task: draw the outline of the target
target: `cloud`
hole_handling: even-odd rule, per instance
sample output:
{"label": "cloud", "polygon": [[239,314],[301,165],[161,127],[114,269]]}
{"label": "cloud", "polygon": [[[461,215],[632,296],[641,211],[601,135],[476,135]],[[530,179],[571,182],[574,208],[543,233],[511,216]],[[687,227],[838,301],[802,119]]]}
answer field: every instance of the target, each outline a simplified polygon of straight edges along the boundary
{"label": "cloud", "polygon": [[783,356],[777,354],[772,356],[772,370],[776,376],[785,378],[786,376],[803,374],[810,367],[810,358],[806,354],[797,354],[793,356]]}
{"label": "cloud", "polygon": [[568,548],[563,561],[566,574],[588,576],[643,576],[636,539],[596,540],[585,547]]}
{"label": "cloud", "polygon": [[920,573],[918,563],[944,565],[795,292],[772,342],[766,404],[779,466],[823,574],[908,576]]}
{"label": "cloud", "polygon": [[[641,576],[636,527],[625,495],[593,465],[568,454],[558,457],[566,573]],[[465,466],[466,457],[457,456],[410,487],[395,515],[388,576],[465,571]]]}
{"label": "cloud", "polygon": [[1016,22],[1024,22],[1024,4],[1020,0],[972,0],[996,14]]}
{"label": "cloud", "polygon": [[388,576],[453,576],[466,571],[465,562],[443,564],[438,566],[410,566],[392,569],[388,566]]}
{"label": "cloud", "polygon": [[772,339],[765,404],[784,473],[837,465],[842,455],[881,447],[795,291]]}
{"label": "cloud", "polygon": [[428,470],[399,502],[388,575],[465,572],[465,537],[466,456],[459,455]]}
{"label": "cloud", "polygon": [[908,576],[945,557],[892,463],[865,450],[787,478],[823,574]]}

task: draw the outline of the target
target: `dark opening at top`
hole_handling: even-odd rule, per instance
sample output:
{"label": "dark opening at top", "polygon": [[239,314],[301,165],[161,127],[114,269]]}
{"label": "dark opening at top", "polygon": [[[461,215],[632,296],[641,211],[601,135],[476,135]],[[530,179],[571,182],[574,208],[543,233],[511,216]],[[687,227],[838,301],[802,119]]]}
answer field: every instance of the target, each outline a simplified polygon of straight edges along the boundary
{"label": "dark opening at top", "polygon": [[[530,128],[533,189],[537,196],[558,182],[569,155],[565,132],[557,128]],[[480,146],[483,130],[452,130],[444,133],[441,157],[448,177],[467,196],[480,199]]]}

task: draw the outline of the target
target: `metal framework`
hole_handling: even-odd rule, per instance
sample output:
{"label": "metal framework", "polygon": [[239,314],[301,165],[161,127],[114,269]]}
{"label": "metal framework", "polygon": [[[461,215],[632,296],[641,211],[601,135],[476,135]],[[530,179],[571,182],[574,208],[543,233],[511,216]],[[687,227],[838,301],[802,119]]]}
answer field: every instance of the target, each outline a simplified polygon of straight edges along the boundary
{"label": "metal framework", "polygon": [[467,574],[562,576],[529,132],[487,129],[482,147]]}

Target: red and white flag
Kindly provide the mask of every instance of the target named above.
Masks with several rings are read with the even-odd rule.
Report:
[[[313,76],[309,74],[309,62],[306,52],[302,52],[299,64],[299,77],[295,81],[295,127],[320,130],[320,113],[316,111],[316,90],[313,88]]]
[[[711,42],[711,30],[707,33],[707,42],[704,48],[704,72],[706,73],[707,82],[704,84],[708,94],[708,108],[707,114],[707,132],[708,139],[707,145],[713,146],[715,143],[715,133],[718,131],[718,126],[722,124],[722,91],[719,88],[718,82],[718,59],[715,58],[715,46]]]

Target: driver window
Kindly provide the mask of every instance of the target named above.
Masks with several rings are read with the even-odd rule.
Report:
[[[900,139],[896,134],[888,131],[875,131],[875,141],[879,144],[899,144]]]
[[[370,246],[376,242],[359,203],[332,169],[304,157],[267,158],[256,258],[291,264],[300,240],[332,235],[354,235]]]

────────

## Try it
To complete the exercise, print all of the entries exactly.

## Exercise output
task: draw the outline of the target
target: `cloud`
hole_handling: even-odd rule, per instance
sample output:
{"label": "cloud", "polygon": [[239,314],[301,165],[161,127],[114,269]]}
{"label": "cloud", "polygon": [[[461,215],[632,296],[641,211],[601,135],[476,135]],[[530,179],[571,182],[574,208],[543,233],[511,216]],[[687,227],[838,301],[802,119]]]}
answer field: every instance of the target, each outline a simplified polygon of straight edges along the boundary
{"label": "cloud", "polygon": [[783,356],[777,354],[772,356],[772,370],[776,376],[785,378],[786,376],[803,374],[810,367],[810,358],[806,354],[797,354],[793,356]]}
{"label": "cloud", "polygon": [[568,548],[563,561],[566,574],[588,576],[643,576],[636,539],[596,540],[585,547]]}
{"label": "cloud", "polygon": [[920,573],[918,563],[944,565],[795,292],[772,342],[766,404],[779,466],[823,574],[908,576]]}
{"label": "cloud", "polygon": [[[641,576],[636,527],[625,495],[593,465],[568,454],[558,457],[566,573]],[[465,466],[466,457],[457,456],[410,487],[395,515],[388,576],[465,571]]]}
{"label": "cloud", "polygon": [[1016,22],[1024,22],[1024,4],[1020,0],[972,0],[996,14]]}
{"label": "cloud", "polygon": [[388,576],[453,576],[466,571],[465,562],[443,564],[438,566],[410,566],[392,569],[388,566]]}
{"label": "cloud", "polygon": [[772,339],[765,404],[784,473],[837,465],[842,455],[881,447],[795,291]]}
{"label": "cloud", "polygon": [[428,470],[399,502],[388,575],[465,572],[465,537],[466,456],[459,455]]}
{"label": "cloud", "polygon": [[908,576],[945,557],[892,463],[865,450],[787,478],[823,574]]}

task: draw the outline of the target
target: `dark opening at top`
hole_handling: even-odd rule, per instance
sample output:
{"label": "dark opening at top", "polygon": [[239,314],[301,165],[161,127],[114,269]]}
{"label": "dark opening at top", "polygon": [[[461,215],[632,296],[641,211],[601,135],[476,135]],[[530,179],[571,182],[574,208],[543,233],[511,216]],[[687,227],[838,301],[802,119]]]}
answer field: every instance of the target, each outline a simplified polygon of straight edges along the boundary
{"label": "dark opening at top", "polygon": [[[530,128],[533,189],[537,196],[558,182],[569,155],[565,132],[557,128]],[[480,146],[483,130],[452,130],[444,133],[441,157],[448,177],[467,196],[480,199]]]}

task: draw the outline of the target
target: `metal framework`
hole_handling: even-odd rule, per instance
sample output:
{"label": "metal framework", "polygon": [[239,314],[301,165],[161,127],[114,269]]}
{"label": "metal framework", "polygon": [[[461,215],[632,296],[641,211],[601,135],[476,135]],[[530,179],[571,182],[574,208],[543,233],[511,216]],[[687,227],[838,301],[802,119]]]}
answer field: every instance of the target, each outline a simplified polygon of straight edges along the boundary
{"label": "metal framework", "polygon": [[467,574],[562,576],[529,132],[487,129],[482,147]]}

Target: red and white flag
Kindly provide the mask of every instance of the target named above.
Masks with several rings are read with the even-odd rule.
Report:
[[[313,76],[309,74],[309,62],[306,52],[302,52],[299,64],[299,77],[295,81],[295,127],[320,130],[320,113],[316,111],[316,90],[313,88]]]
[[[711,42],[711,30],[707,33],[707,42],[704,48],[704,72],[706,73],[707,82],[704,84],[708,94],[708,108],[707,114],[707,132],[708,139],[707,145],[713,146],[715,143],[715,133],[718,131],[718,126],[722,124],[722,91],[719,88],[718,82],[718,59],[715,58],[715,46]]]

Target: driver window
Kindly provide the mask of every instance of the target named above.
Masks with several rings are read with the even-odd rule.
Report:
[[[900,139],[896,134],[888,131],[875,131],[875,141],[879,144],[899,144]]]
[[[370,246],[376,242],[359,203],[332,169],[304,157],[267,158],[256,258],[291,264],[300,240],[332,235],[354,235]]]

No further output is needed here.